REQUIRED WORK → In the text about the band Fritz, through whom did Stevie come into the band?
>> START TEXT SHOWN
Vianna, you need to read what's been written already here. FRITZ was not my band, I didn't start the group. When I joined, Linds was already in the group. No, I hadn't taken any classes with him, we hadn't crossed paths before the band came together. Stevie came into the band through Bob Aguirre, not Lindsey. I don't think Lindsey knew her before she entered the group. As far as your last question, I don't know about that, wasn't there. I never heard that version of their meeting. Where did you hear that?

Did the members of Fritz actually support themselves through the gigs you played? Did you live alone, with roommates or with your parents? I think you also mentioned that Stevie was going to college for a year or so while she was in the band...was she living on campus? Did any of the bandmates have day jobs? (Tracy G., Stockbridge, GA, USA)
>> END TEXT SHOWN
>> START GIVEN DATA
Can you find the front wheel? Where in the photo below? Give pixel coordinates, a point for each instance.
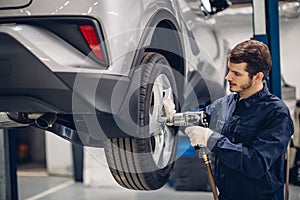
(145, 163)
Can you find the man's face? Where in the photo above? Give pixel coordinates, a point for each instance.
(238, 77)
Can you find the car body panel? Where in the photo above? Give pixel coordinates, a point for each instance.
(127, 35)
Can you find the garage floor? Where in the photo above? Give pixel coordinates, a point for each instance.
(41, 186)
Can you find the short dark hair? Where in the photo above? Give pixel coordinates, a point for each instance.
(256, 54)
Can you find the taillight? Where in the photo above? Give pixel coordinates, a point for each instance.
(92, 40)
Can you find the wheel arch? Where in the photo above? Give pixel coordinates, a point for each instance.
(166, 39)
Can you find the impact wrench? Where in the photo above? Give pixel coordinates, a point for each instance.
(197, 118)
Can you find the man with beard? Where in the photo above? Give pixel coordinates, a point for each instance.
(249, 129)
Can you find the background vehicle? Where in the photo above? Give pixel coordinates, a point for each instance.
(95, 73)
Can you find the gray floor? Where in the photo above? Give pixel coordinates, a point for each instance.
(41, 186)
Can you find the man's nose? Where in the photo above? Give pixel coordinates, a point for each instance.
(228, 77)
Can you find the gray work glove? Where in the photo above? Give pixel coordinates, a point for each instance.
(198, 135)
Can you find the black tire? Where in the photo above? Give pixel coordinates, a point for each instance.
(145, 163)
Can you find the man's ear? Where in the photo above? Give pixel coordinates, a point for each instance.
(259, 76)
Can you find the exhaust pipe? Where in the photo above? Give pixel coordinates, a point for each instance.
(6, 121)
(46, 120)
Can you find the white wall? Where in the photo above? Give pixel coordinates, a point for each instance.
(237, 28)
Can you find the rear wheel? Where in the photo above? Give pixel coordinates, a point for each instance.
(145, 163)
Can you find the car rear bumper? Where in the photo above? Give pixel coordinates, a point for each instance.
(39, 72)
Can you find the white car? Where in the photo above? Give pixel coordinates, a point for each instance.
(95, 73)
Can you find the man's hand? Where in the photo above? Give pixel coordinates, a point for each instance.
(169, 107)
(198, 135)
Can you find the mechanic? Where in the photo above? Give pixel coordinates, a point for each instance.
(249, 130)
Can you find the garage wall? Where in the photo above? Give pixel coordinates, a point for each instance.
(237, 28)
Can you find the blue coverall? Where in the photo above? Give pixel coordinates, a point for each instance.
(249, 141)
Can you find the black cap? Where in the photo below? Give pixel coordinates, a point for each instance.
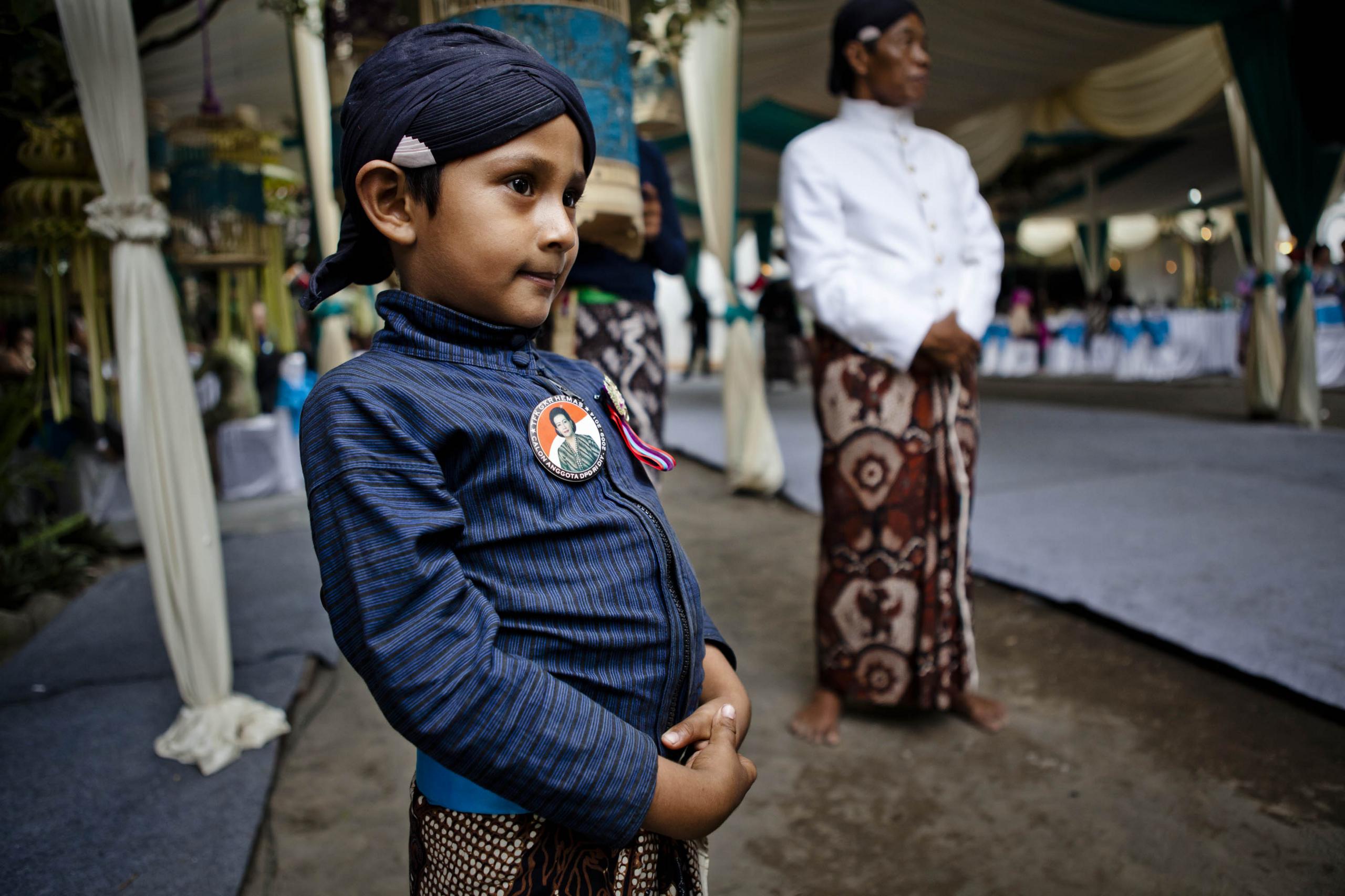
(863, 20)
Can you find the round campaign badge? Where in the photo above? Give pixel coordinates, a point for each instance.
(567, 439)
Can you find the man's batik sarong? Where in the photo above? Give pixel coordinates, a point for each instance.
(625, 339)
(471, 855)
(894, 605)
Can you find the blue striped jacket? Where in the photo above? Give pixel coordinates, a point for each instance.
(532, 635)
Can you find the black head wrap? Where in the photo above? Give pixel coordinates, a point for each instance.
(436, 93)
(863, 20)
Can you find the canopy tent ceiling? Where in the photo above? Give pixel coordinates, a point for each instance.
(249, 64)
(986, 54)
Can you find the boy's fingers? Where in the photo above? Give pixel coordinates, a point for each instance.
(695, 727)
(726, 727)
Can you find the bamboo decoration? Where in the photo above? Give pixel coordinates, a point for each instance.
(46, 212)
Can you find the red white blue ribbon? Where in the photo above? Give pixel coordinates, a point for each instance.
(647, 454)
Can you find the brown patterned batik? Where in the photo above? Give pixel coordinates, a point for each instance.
>> END GIVEN DATA
RESULT OF THIS EXERCISE → Stevie came into the band through Bob Aguirre.